▶ **Problem statement**
Could you render the lines below as a Markdown table with the columns Row and Line text, numbering each row, starting at the line containing "Mark the snow-capped" and ending at the line containing "pixel 520 301"? Skip blank lines and leave the pictures out.

▶ **Supplied records**
[Begin]

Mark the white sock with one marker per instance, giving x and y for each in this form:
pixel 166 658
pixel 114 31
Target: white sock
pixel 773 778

[End]
[Begin]

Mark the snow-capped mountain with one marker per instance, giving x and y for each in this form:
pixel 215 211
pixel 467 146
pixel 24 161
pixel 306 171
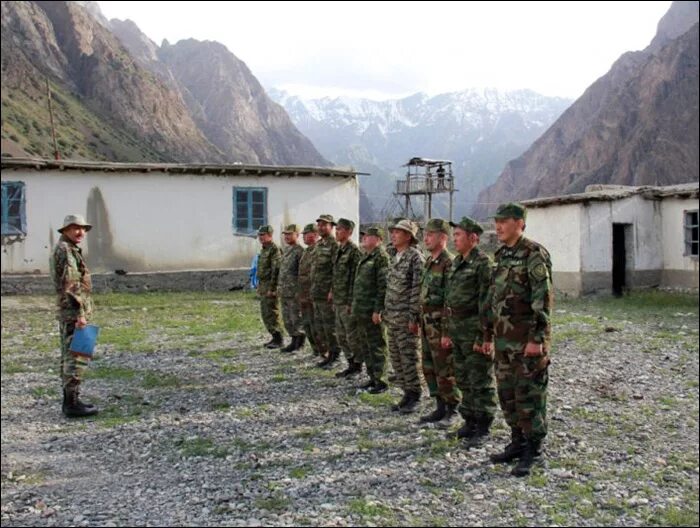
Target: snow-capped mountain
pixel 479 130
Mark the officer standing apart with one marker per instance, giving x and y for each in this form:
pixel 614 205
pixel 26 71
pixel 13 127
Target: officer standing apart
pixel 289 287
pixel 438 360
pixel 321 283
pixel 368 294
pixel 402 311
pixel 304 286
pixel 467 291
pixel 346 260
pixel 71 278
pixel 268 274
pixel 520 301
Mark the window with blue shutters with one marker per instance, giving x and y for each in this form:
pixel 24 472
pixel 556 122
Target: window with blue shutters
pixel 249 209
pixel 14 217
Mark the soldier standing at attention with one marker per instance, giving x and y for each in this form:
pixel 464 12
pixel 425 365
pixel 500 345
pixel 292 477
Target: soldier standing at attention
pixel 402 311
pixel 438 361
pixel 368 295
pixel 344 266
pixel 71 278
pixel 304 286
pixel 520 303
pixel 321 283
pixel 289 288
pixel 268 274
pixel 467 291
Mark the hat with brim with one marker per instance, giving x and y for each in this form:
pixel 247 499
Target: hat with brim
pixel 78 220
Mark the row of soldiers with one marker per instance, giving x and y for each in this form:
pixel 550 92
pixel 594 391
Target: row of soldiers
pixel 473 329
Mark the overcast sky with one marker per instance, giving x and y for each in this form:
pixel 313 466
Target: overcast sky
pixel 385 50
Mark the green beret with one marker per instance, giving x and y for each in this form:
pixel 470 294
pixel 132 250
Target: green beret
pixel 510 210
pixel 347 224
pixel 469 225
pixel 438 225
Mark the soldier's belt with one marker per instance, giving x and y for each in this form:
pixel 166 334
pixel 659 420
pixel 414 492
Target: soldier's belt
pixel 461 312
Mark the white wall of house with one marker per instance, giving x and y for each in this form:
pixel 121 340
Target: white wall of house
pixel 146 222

[End]

▶ **The response**
| Row | Line text |
|---|---|
| 1 | Mark the snow-capped mountain with one marker per instance, giving x and y for each in this form: |
| 2 | pixel 215 211 |
| 3 | pixel 467 146 |
| 4 | pixel 24 161 |
| 5 | pixel 306 171 |
| 6 | Target: snow-capped mountain |
| 7 | pixel 479 130 |
| 8 | Mark the officer standing apart with one marker per instance, giving x and y for each in this form: |
| 9 | pixel 614 205 |
| 10 | pixel 26 71 |
| 11 | pixel 13 127 |
| 12 | Target: officer standing apart |
| 13 | pixel 289 287 |
| 14 | pixel 438 360 |
| 15 | pixel 321 283 |
| 16 | pixel 368 294 |
| 17 | pixel 402 311 |
| 18 | pixel 304 286 |
| 19 | pixel 467 291 |
| 20 | pixel 346 260 |
| 21 | pixel 71 278 |
| 22 | pixel 268 274 |
| 23 | pixel 520 301 |